Provided passage:
= Beginning of Section =

No is the answer, sorry.
Yeah. I mean, yeah, it’s no.
But now we understand your question. Yeah.
Yeah. And then back on the multiyear partnerships. I know the dynamic of lot of these partnerships is tend to be a larger upfront payment, and over time, it’s more steady beyond that. Is it the same dynamic what the multiyear versus the single year? Is there a mechanism for the customers to I guess upsize mid contract if so. I am just trying to figure out how to look at this and impact going forward?
Yeah. Absolutely. That’s a great question. Because it may not seem obvious that there — that if you sign a multiyear deal, let’s say, it’s a three-year deal that, we are sort of, there is no more interaction with the customer for three years. That’s absolutely not the case and we have many, many examples of customers in the middle of that term recognizing what essentially every customer is recognizing at some point, which is that they don’t have access to enough licenses.
This is what’s happening, this is where the growth is coming from, that remember, this is what Geoff said in his prepared remarks, the majority of our customers are under utilizing the software.
They all — once they start using it at a sufficient scale and they are trying to get the kind of results that they are seeing some of their colleagues that are using it at a — not colleagues but their peer companies and us, then there is a need to increase the number of licenses to the software, so they get access to more of the technology and those discussions are happening continuously. It’s not — and that can happen in the middle of the year, in the middle of the term even if it’s a multiyear term and we have examples of that actually happening.
And last question on enrollment in your study, do you have any thoughts on when we might actually be able to see data based on what you have seen thus far?
Hi, David. So as we described in our remarks, the enrollment is ongoing, sites are being activated and we are working hard with our sites and investigators to bring in patients and gather the data that we have described safety, pharmacology and preliminary efficacy data.

= End of Section =

Problem set:
A) List the types of data that the transcript says the study's enrollment is meant to gather.
B) Echo the portion of the transcript that begins with the words "No is the answer, sorry." and ends with "impact going forward?".

Referring expression data:
= Beginning of Section =

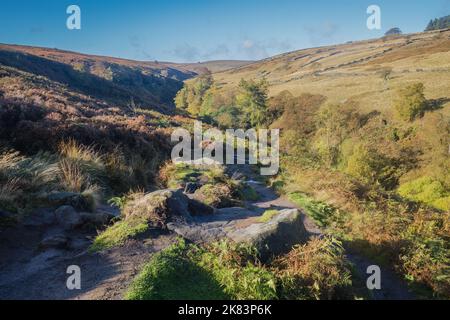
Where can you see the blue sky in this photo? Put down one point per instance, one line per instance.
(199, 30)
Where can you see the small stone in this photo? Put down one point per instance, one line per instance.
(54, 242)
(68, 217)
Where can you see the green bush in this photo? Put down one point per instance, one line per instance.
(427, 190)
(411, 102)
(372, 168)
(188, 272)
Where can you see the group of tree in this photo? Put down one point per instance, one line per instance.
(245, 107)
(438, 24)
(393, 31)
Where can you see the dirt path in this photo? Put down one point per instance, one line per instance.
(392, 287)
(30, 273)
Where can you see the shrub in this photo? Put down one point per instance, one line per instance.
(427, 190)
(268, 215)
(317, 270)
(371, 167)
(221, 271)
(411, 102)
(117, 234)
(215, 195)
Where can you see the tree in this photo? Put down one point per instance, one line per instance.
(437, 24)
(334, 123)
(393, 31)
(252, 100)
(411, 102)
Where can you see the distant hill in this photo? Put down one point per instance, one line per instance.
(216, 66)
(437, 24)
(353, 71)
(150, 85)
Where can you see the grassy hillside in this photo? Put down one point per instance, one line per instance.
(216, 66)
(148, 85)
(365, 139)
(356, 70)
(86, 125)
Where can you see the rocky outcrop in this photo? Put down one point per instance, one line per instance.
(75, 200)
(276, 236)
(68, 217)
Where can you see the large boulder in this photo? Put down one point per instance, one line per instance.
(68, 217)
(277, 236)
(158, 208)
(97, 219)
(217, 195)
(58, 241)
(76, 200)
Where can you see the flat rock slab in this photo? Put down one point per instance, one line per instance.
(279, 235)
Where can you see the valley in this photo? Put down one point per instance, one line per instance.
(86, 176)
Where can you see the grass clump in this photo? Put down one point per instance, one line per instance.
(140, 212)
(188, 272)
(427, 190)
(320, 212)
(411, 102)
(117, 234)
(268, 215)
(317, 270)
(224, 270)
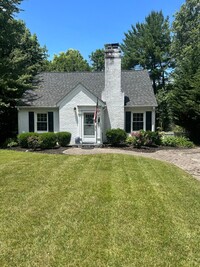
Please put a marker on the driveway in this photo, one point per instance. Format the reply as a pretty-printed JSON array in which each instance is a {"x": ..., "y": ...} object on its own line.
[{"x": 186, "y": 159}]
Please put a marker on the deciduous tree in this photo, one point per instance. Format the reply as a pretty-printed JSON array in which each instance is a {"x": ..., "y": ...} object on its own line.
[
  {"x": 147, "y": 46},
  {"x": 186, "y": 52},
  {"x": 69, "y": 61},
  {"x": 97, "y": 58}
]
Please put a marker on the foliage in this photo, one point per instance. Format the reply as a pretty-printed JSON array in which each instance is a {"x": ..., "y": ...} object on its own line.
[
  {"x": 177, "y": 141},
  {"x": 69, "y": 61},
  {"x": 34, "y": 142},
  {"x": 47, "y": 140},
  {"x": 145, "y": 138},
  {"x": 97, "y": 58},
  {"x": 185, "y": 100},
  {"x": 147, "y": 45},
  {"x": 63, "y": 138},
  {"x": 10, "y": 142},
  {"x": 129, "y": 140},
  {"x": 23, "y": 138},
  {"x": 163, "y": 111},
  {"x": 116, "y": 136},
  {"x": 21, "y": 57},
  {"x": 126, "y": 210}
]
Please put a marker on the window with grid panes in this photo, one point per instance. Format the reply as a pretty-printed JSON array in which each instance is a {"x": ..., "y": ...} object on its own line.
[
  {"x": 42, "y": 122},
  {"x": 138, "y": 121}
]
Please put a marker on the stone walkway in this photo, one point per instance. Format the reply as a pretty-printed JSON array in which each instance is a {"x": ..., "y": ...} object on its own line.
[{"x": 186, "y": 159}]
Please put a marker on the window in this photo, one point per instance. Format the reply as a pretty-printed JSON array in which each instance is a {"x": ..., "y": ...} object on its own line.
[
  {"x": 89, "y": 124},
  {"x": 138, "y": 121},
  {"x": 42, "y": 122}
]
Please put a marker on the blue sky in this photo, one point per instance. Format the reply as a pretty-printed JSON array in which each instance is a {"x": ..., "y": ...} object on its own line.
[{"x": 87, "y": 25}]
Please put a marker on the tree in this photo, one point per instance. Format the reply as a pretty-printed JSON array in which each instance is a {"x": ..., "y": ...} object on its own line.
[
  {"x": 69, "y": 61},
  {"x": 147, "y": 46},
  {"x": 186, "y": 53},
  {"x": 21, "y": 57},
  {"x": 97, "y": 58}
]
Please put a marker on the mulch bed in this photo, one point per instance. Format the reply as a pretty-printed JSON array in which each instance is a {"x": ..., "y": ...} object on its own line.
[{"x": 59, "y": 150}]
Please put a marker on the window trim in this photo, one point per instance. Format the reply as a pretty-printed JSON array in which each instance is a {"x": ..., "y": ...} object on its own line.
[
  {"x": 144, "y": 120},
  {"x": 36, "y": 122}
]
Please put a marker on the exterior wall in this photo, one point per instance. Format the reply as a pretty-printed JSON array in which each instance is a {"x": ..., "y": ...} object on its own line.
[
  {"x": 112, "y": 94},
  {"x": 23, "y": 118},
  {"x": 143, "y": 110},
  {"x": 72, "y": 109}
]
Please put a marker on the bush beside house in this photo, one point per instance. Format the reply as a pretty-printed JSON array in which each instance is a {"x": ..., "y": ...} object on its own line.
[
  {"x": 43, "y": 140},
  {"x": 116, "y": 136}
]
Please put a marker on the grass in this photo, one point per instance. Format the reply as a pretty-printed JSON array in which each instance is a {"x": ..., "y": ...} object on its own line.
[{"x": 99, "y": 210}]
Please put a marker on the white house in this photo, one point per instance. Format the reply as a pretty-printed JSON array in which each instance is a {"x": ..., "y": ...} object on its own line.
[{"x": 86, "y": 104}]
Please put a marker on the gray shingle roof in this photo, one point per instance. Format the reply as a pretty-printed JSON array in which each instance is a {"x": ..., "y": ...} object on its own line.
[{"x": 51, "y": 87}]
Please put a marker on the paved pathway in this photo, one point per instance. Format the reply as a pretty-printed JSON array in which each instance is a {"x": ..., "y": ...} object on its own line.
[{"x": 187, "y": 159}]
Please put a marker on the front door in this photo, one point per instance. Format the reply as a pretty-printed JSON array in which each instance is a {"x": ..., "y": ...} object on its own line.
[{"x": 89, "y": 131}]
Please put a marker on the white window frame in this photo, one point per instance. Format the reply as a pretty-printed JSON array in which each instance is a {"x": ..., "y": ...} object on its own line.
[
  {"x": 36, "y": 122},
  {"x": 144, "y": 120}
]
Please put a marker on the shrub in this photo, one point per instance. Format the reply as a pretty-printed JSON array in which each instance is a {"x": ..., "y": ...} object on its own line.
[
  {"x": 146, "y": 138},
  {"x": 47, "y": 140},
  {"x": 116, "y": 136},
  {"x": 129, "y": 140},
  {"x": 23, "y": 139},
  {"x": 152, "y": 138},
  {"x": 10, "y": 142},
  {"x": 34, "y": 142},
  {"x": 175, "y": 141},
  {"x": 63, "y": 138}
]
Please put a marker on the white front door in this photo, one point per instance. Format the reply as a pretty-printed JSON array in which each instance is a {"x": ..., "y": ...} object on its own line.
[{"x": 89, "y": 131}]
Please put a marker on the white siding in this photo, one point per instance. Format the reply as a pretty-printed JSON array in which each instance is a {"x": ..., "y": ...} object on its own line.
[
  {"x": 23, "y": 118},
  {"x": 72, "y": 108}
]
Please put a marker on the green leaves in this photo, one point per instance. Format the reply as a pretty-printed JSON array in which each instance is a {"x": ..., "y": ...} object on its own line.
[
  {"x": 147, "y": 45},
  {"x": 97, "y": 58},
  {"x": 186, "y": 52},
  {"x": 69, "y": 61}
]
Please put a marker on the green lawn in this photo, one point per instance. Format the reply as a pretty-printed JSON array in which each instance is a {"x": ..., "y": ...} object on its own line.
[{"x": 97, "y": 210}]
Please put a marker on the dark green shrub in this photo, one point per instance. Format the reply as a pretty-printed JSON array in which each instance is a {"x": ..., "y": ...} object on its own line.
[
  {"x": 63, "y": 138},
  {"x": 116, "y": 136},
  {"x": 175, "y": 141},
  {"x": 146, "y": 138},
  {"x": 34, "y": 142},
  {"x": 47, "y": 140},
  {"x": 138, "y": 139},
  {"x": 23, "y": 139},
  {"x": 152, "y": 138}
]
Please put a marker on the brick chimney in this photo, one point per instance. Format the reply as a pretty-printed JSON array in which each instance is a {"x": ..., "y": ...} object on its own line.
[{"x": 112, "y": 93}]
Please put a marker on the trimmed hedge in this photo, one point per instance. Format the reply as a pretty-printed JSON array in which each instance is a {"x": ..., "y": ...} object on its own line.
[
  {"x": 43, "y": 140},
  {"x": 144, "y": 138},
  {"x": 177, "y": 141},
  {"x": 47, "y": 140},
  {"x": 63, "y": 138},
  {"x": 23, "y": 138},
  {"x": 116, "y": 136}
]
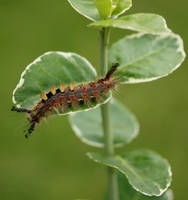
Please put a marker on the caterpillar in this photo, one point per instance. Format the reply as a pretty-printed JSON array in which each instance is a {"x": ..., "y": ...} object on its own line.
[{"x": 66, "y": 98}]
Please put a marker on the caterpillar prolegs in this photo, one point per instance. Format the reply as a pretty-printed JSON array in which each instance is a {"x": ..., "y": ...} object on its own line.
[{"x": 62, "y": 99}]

= End of Section =

Expected responses:
A) Safety data, pharmacology data, and preliminary efficacy data.

B)
No is the answer, sorry.
Yeah. I mean, yeah, it’s no.
But now we understand your question. Yeah.
Yeah. And then back on the multiyear partnerships. I know the dynamic of lot of these partnerships is tend to be a larger upfront payment, and over time, it’s more steady beyond that. Is it the same dynamic what the multiyear versus the single year? Is there a mechanism for the customers to I guess upsize mid contract if so. I am just trying to figure out how to look at this and impact going forward?